======== Given records ========

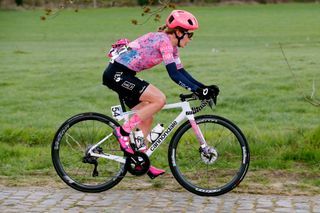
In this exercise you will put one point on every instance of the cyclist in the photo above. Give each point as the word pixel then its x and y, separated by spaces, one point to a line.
pixel 145 52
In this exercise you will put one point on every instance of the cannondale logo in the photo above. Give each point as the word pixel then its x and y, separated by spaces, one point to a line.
pixel 205 91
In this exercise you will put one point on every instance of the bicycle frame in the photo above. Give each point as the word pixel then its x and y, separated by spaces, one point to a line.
pixel 186 112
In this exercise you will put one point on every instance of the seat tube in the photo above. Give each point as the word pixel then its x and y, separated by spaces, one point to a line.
pixel 197 131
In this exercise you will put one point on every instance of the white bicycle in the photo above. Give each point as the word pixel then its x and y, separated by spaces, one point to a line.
pixel 208 154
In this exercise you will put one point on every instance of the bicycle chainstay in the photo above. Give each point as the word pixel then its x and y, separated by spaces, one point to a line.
pixel 137 164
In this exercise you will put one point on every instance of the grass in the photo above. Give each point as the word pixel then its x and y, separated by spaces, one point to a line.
pixel 51 70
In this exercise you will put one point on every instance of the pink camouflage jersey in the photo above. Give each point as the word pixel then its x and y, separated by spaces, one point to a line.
pixel 148 51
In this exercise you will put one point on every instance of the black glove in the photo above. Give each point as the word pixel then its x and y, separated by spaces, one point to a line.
pixel 204 93
pixel 215 89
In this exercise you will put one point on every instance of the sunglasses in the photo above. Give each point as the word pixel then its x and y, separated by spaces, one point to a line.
pixel 190 34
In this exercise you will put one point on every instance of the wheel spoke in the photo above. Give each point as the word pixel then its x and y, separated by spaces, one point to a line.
pixel 72 160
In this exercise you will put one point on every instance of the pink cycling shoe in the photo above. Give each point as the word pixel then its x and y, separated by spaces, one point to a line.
pixel 124 141
pixel 154 172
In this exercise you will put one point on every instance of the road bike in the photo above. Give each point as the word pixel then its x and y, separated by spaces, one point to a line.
pixel 208 154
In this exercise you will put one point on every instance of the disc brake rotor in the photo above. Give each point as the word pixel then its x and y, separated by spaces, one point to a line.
pixel 210 156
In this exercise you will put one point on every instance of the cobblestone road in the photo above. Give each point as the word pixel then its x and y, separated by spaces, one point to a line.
pixel 69 200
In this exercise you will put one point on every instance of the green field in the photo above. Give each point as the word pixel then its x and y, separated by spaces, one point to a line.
pixel 51 70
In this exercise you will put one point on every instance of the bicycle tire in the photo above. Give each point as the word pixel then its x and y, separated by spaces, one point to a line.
pixel 69 147
pixel 206 178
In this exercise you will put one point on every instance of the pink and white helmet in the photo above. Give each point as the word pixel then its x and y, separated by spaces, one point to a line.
pixel 182 18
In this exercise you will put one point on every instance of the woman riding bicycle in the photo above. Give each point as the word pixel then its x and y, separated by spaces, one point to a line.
pixel 143 53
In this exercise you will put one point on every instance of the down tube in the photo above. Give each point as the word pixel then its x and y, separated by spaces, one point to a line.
pixel 166 133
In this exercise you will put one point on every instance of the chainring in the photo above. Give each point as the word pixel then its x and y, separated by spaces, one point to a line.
pixel 137 164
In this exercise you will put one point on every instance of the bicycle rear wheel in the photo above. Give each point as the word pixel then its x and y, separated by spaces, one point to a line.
pixel 215 174
pixel 71 161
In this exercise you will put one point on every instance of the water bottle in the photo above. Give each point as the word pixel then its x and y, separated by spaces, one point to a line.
pixel 139 140
pixel 155 133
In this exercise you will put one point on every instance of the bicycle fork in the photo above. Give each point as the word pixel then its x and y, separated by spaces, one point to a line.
pixel 197 131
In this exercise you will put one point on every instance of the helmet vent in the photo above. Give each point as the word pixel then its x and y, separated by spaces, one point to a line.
pixel 171 19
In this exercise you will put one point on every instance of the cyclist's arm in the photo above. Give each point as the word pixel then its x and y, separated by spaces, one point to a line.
pixel 180 78
pixel 190 78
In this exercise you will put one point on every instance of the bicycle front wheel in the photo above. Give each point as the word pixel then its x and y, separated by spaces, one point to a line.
pixel 70 153
pixel 210 174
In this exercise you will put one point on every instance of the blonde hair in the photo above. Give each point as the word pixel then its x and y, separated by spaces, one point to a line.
pixel 166 29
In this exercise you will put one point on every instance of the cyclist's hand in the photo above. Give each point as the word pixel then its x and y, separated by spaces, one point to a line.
pixel 205 93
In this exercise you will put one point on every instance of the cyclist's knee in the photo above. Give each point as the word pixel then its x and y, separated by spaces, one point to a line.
pixel 161 100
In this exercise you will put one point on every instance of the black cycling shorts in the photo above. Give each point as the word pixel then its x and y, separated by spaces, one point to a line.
pixel 122 80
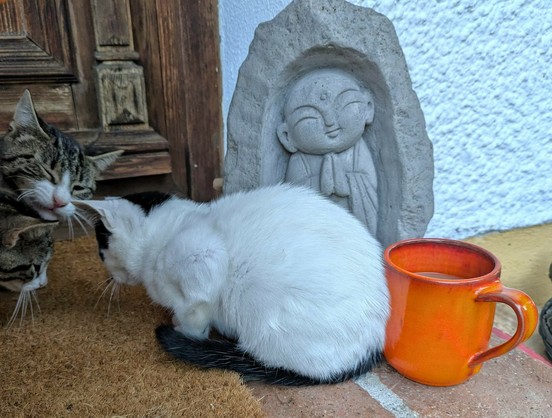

========

Assignment — Every entry must be retyped exactly, with the pictures removed.

Reply —
In this exercise you will put one point on every instance of the cyclist in the photo above. Give each point as the word pixel then its x and y, separated by spaces, one point to a line.
pixel 145 52
In this exercise you will put one point on every instance of the cannondale logo in the photo above. Give each point as the word pixel then its x and y, separated by spaces, one point to a line.
pixel 205 91
In this exercise you will put one point on every instance of the bicycle frame in the photo above. Give each point as the word pixel then its x and y, separated by spaces, one point to a line.
pixel 186 112
In this exercise you will put one point on every instance of the seat tube in the photo above. Give each point as the word pixel then its x and y, separated by spaces, one point to a line.
pixel 197 131
In this exercise you will put one point on every instance of the white bicycle in the photo above. Give each point as the word pixel then its x and y, separated by spaces, one point to a line.
pixel 208 154
In this exercise you will put one point on every instance of the bicycle chainstay in the photo above. Give each point as the word pixel then its x and y, separated by spaces, one point to a line.
pixel 137 164
In this exercise you will put one point on every instance of the grass in the photo above. Give each point as the word pixel then its x and y, separated by spaces, one point to a line.
pixel 51 70
In this exercise you will put one point on every instance of the pink camouflage jersey in the photo above. Give each point as the word pixel then its x and y, separated by spaces, one point to a line.
pixel 148 51
In this exercise you will put one point on every instance of the black glove in the photo above. Give each point as the word pixel then its x and y, separated by spaces, one point to a line.
pixel 204 93
pixel 215 89
In this exercise you will put one point on every instance of the sunglasses in the photo above. Give each point as the word pixel then its x and y, separated by spaces, one point to a line.
pixel 190 34
In this exercise you will put one point on every instance of the wheel spoke in the photo above. Give each point as the word pixel then its x and y, separated by spaces, one point to a line.
pixel 72 160
In this exercise you will put one point on every instance of the pink cycling shoe in the photo above. Give each point as the word pixel then its x and y, separated by spaces, one point to a line.
pixel 124 141
pixel 154 172
In this exercise you will put one point on every instance of the road bike in the photo above. Give each point as the word pixel then its x and y, separated by spaces, one point to a line.
pixel 208 154
In this exercise you will put one point on every instance of the disc brake rotor in the photo above. Give each point as the word pixel then its x and y, separated by spaces, one point to a line.
pixel 210 156
In this exercise you will put one point on every instance of the cobblestone road in the photo above. Give each point as the word pixel then its x and y, separated by spaces, one point to a line.
pixel 69 200
In this exercise you will put one point on every instance of the green field in the photo above. Give each point as the word pixel then its x and y, separated by spaces, one point to a line.
pixel 51 70
In this exercise you will put one point on every instance of the bicycle tire in the photo above. Give each point as the word pixel then its x and y, separated by spaces, one point to a line.
pixel 69 147
pixel 206 178
In this exercise you will put one point on every instance of the pink and white helmet in the photo above. Give each point as the word pixel then its x and y, separated by spaces, one point to a line.
pixel 182 18
In this exercise you will put one point on every instance of the woman riding bicycle in the photo above. Give each point as the word pixel then its x and y, separated by spaces, one point to a line.
pixel 143 53
In this exercise you will put one point on every instance of the down tube in the photo above. Give each point as the word pixel then its x and y, separated by spaces, one point to a line.
pixel 166 133
In this exercise you will put one point on every instance of the chainring in the photo above. Give each point as the word pixel then its x and y, separated by spaces, one point to a line.
pixel 137 164
In this exercise you will put one point on every instance of the bicycle rear wheel in the photo above. Give each point as the word pixel then its x and y, separated by spaces, one point to a line.
pixel 215 174
pixel 71 161
In this exercise you will put one point on every instance of the water bottle in the photo above. Give each point as the word pixel then its x and y, separated by spaces, one point to a line.
pixel 139 140
pixel 155 133
In this exercise you will put one point on every instance of the bicycle fork in the photo above. Give each point as the word pixel then its x and y, separated by spaces, one point to a line.
pixel 197 131
In this exercise you will put one point on every instance of the helmet vent in the photo above. Give each point as the word pixel then its x and y, separated by spaces, one point to a line.
pixel 171 19
In this exercise you will put one point on every instance of the cyclist's arm in the photo above. Give each point as the word pixel then its x and y, separated by spaces, one point to a line.
pixel 180 78
pixel 190 78
In this exercise you will put one point on every instance of the bicycle front wheel in the photo above. Give each point as the word pixel then its x and y, separated by spaces, one point to a line.
pixel 70 153
pixel 210 174
In this exercise you will put one point on every instance of the blonde hair in the photo above. Give each point as the word pixel then its x and y, separated by spaces, one point to a line.
pixel 166 29
In this exercise you will put one point on every instance of the cyclist's hand in the photo above. Give each point as the word pixel then its x and y, separated by spaces, one point to a line.
pixel 205 93
In this exercise you will put one point on every instance of the cyclist's knee in the photo above. Give each point as the word pixel then its x and y, separated by spaces, one point to a line.
pixel 161 100
In this exercise you will put one point on every instance of the black cycling shorts in the photo above. Give each point as the word pixel then its x and y, separated by spaces, one point to a line.
pixel 122 80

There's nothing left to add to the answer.